What you should do: Count the lines in the rows below that contain the string "skyscraper", with uppercase and lowercase treated as different, and reply with only that number.
----------
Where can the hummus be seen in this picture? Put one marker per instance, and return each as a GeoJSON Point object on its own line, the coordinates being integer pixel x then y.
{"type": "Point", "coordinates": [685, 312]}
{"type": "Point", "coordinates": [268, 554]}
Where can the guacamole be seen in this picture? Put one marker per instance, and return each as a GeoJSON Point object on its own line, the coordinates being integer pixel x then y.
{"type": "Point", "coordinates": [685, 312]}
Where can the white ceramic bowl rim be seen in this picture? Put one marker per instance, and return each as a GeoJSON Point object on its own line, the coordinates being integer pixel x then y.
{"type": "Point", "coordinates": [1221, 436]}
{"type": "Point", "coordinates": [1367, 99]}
----------
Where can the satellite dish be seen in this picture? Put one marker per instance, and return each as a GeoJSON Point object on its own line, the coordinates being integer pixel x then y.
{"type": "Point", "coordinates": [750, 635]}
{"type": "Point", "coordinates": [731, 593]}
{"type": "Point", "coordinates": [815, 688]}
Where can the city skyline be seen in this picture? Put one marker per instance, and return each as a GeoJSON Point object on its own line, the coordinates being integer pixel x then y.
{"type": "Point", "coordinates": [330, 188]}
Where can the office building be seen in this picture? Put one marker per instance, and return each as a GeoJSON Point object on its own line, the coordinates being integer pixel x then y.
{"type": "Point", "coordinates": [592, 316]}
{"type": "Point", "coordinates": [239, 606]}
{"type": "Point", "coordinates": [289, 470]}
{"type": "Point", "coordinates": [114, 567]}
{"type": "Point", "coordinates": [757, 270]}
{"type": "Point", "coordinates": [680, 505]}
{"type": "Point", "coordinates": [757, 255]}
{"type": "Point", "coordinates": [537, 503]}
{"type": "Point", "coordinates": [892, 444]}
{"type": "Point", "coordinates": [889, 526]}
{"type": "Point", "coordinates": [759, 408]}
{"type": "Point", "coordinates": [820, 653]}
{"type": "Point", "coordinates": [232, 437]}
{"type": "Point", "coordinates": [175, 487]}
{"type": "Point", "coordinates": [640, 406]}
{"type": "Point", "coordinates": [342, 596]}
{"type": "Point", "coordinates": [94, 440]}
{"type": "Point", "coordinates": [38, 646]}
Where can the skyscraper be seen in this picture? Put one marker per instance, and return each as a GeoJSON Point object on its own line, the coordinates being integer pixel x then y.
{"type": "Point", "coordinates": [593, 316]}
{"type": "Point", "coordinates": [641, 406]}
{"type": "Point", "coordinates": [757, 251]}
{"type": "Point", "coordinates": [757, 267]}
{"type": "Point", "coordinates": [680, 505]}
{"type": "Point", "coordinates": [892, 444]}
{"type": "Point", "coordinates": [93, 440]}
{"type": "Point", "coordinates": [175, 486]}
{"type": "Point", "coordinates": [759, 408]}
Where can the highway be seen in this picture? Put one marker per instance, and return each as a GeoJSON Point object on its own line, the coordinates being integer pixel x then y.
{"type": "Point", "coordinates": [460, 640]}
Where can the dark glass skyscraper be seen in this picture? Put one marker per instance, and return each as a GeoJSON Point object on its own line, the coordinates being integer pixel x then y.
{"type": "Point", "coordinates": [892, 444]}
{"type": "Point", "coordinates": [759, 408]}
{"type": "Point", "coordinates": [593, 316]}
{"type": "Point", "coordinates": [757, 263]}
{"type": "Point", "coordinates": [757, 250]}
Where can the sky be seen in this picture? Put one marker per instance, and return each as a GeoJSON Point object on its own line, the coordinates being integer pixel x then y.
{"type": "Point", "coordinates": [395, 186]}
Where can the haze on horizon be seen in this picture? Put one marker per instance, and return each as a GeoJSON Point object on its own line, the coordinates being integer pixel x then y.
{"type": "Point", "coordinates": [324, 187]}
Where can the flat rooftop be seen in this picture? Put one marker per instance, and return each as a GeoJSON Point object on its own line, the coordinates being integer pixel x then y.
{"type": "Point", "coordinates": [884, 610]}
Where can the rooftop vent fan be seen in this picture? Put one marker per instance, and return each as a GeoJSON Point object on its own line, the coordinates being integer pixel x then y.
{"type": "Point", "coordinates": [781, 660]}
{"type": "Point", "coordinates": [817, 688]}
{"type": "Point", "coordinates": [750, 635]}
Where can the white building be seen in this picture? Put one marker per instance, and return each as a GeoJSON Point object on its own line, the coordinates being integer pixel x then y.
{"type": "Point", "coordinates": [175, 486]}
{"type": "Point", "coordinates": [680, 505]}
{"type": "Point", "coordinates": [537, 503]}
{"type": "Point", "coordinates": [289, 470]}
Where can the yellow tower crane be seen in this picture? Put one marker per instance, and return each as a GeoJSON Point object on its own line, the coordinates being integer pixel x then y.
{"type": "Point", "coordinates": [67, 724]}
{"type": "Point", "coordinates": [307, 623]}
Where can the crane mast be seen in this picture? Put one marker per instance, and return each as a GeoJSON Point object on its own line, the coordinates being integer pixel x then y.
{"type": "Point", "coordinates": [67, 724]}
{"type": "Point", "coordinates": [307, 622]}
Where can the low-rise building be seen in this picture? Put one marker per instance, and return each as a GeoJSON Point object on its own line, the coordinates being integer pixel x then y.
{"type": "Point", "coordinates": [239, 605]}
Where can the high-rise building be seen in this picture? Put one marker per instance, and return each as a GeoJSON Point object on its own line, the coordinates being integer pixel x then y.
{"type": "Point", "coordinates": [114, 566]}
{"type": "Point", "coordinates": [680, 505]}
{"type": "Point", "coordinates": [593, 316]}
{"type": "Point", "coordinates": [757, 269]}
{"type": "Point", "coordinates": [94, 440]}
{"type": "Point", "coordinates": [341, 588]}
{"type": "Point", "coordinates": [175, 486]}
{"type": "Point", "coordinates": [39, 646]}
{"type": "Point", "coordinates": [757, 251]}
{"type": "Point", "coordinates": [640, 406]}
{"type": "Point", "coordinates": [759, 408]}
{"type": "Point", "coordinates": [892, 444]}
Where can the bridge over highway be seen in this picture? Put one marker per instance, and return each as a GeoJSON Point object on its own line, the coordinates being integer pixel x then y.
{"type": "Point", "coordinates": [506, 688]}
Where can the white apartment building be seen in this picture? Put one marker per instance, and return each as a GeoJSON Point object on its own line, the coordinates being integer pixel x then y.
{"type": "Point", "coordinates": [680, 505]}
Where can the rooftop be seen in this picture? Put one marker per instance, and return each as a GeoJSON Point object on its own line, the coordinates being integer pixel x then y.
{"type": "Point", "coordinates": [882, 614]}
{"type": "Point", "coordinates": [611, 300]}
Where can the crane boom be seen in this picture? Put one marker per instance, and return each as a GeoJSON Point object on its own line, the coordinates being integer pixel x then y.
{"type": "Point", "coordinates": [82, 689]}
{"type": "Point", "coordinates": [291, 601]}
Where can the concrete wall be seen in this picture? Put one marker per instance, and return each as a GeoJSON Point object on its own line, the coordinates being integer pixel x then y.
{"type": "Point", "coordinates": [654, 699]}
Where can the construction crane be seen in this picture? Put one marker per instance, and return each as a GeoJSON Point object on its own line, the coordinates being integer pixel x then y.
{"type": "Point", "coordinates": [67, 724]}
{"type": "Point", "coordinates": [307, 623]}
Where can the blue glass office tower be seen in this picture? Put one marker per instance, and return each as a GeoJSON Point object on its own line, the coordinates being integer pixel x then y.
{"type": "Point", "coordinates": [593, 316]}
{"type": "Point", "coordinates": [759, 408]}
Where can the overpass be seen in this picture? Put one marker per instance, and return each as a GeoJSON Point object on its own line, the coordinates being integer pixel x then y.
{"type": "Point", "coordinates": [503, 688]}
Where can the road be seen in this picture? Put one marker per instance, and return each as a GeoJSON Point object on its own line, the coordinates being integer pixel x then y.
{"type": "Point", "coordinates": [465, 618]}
----------
Full output: 2